_SOURCE DOCUMENT:_
== Segment start ==

Key Considerations In Deciding Whether To Debride A Diabetic Wound
Proper assessment of a diabetic wound is essential to any treatment plan. A multisystem evaluation should include assessment of the patient’s neurologic and vascular status. One must also address infection status. Diabetic wounds often need debridement. However, there are times that necrotic tissue should remain in place over the wound. Necrotic tissue may play a role in auto-amputation or serve to delineate a line of demarcation between viable and nonviable tissue. Patients with ischemic disease will likely not heal without some degree of vascular intervention. In a patient with a terminal illness, DPMs may spare the patient debridement to avoid further discomfort to the patient. Healing likely will not occur beneath the necrotic tissue. Therefore, one should carefully consider each individual case. In other circumstances, such as the presence of wet necrotic tissue, also commonly referred to as wet gangrene, immediate debridement is necessary. Consider the pros and cons of the various debridement methods (see “A Comparison Of Debridement Methods For Diabetic Wounds” below). Pain is also paramount in the consideration for diabetic wound debridement. Many patients with diabetes have peripheral neuropathy, which may allow for subcutaneous level debridement sans any additional anesthesia. Take caution due to the fact that some patients with diabetes do not demonstrate uniform loss of sensation or even an elevated level of sensitivity due to hyperesthesia. One should carefully examine and probe the diabetic wound. Doing so will allow the practitioner to determine the level of anesthesia required. Consider infection status and treat such status appropriately.

== Segment end ==

_SOURCE DATA:_
== Segment start ==

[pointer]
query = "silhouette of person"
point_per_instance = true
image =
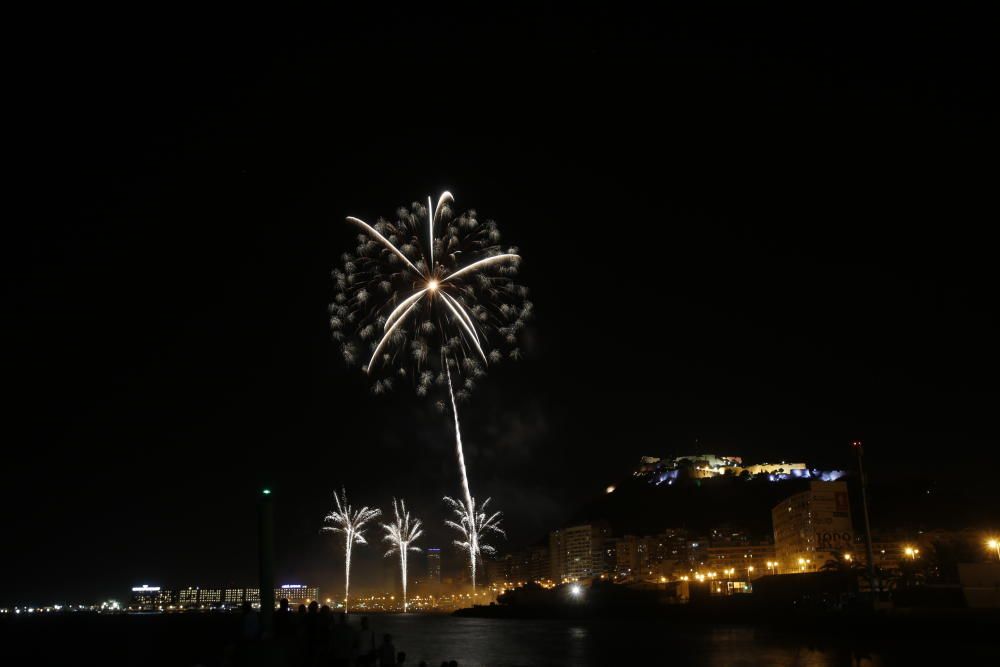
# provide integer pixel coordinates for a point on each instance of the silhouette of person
(366, 644)
(312, 632)
(342, 642)
(387, 651)
(251, 624)
(281, 626)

== Segment end ==

_PROBLEM:_ Proceed with the passage on debriding diabetic wounds, continuing it after its last sentence. None of the items is needed for what comes next.

_ANSWER TO THE EXERCISE:_
Pertinent Pointers On Facilitating A Sterile Environment
There are several factors to consider when debriding diabetic foot wounds. One is to maintain as high a level of sterility as possible. This typically applies to sharp or surgical debridement. If the surgeon is performing debridement in the operating room, a sterile field is rather easy to maintain. However, podiatrists often perform sharp debridement at the bedside or in a treatment room in an office or wound care center. In these circumstances, one should consider the procedure semi-sterile and maintain all reasonable measures to ensure some semblance of a “clean” or semi-sterile field. With other forms of debridement, the DPM should make all attempts to maintain cleanliness and avoid infection. Mechanical debridement with the use of equipment that is typically reused demands extreme cleanliness and proper cleaning of all equipment to avoid cross-contamination between patients. Autolytic or enzymatic debridement typically only require topical application of ointments or wound dressings, and one can perform these debridements in a very clean fashion with minimal requirements of sterile materials aside from applicators, gauze, etc.
What About Ensuring Adequate Pain Relief?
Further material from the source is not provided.